=== Aim ===
Can you write out every one of the following entries again, requests included, with each coordinate in the answers shifted up by 109? Leave out the pictures, and keep the numbers in the requests and their format samples as they are.

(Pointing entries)
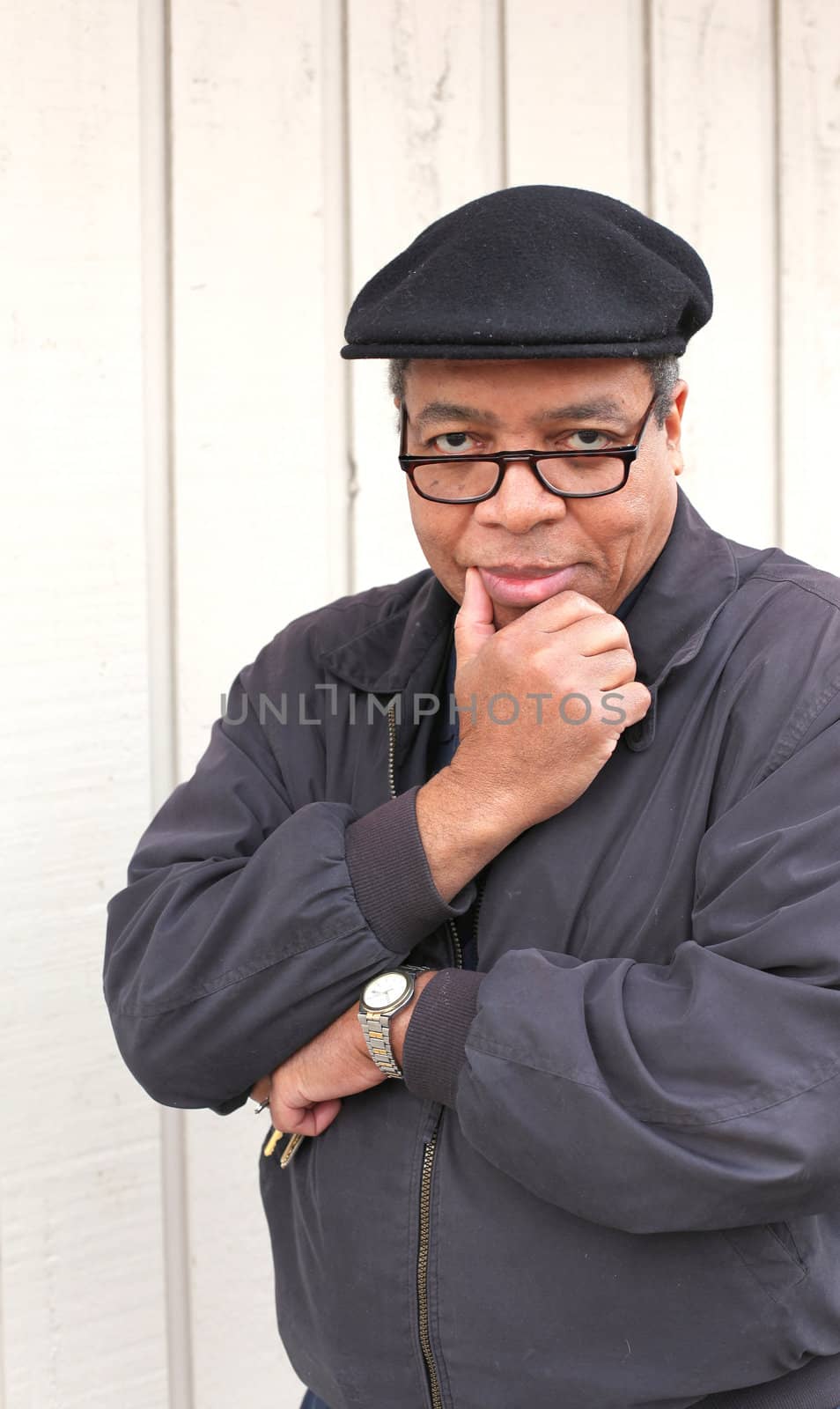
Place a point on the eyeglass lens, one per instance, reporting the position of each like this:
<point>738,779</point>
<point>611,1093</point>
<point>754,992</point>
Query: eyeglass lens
<point>468,479</point>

=== Right answer ===
Place a point on the eyeglass lens, one per instance, reporting the position of each like this:
<point>738,779</point>
<point>611,1093</point>
<point>754,992</point>
Query: eyeglass lens
<point>577,588</point>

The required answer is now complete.